What to produce — Rewrite the entries below with "every instance outlined" changed to "outline every instance" and everything else left as it is, omitting the pictures.

Given information —
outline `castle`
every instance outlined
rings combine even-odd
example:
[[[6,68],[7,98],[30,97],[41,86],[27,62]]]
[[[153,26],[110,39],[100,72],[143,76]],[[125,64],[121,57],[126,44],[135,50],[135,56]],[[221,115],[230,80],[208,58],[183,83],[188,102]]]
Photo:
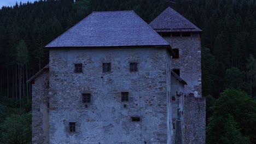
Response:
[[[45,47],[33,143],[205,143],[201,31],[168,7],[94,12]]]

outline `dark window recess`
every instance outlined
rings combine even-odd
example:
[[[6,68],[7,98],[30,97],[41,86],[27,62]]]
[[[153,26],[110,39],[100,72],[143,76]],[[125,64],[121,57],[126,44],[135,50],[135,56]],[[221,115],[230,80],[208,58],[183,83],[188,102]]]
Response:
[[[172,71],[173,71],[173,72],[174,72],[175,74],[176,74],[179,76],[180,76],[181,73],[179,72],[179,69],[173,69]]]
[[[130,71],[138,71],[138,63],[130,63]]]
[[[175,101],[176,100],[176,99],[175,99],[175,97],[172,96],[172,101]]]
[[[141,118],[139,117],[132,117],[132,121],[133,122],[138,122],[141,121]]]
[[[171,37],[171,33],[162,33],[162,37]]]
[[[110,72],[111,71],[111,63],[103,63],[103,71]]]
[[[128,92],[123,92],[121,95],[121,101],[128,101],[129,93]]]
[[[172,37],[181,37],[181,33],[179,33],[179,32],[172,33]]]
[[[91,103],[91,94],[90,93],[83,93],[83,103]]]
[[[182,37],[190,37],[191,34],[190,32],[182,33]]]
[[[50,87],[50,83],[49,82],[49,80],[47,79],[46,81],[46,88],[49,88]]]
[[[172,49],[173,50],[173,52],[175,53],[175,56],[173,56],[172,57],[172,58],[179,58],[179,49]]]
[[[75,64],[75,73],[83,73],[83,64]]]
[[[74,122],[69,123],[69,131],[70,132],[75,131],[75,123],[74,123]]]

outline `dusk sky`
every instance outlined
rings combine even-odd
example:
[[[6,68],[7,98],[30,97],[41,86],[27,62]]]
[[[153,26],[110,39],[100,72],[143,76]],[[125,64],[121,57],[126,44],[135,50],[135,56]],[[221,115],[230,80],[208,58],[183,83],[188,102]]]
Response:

Exercise solution —
outline `castle`
outline every instance
rings combine even-odd
example:
[[[6,68],[7,98],[30,97],[41,86],[27,62]]]
[[[153,26],[110,39],[100,72],[143,76]],[[125,64],[121,57],[126,44],[135,50],[135,56]],[[221,115],[230,80],[208,58],[183,83],[188,102]]]
Photo:
Response:
[[[45,47],[33,143],[205,143],[201,31],[168,7],[94,12]]]

outline `dark window recess`
outline every instance
rings combine even-odd
example:
[[[6,68],[7,98],[30,97],[41,86],[27,62]]]
[[[153,26],[110,39],[100,72],[143,76]],[[125,64],[121,57],[126,44],[135,50],[135,56]],[[221,115],[230,80],[208,58],[183,83],[188,102]]]
Response:
[[[172,71],[173,71],[173,72],[174,72],[175,74],[176,74],[179,76],[180,76],[181,73],[179,72],[179,69],[173,69]]]
[[[130,71],[138,71],[138,63],[130,63]]]
[[[175,101],[176,100],[176,99],[175,99],[175,97],[172,96],[172,101]]]
[[[141,118],[139,117],[132,117],[132,121],[133,122],[138,122],[141,121]]]
[[[171,37],[171,33],[162,33],[162,37]]]
[[[110,72],[111,71],[111,63],[103,63],[103,71]]]
[[[128,92],[123,92],[121,95],[121,101],[128,101],[129,93]]]
[[[172,37],[181,37],[181,33],[179,33],[179,32],[172,33]]]
[[[91,103],[91,94],[90,93],[83,93],[83,103]]]
[[[182,37],[190,37],[191,34],[190,32],[182,33]]]
[[[50,87],[50,83],[49,82],[49,80],[47,79],[46,81],[46,88],[49,88]]]
[[[172,49],[173,50],[173,52],[175,53],[175,56],[173,56],[172,57],[172,58],[179,58],[179,49]]]
[[[75,64],[75,73],[83,73],[83,64]]]
[[[74,122],[69,123],[69,131],[70,132],[75,131],[75,123],[74,123]]]

outline `dusk sky`
outline every instance
rings combine even-odd
example:
[[[6,68],[7,98],[30,97],[41,86],[27,62]]]
[[[153,26],[110,39],[100,72],[143,76]],[[125,64],[121,57],[126,44],[135,50],[135,56]],[[221,115],[230,80],[208,58],[183,83],[188,102]]]
Response:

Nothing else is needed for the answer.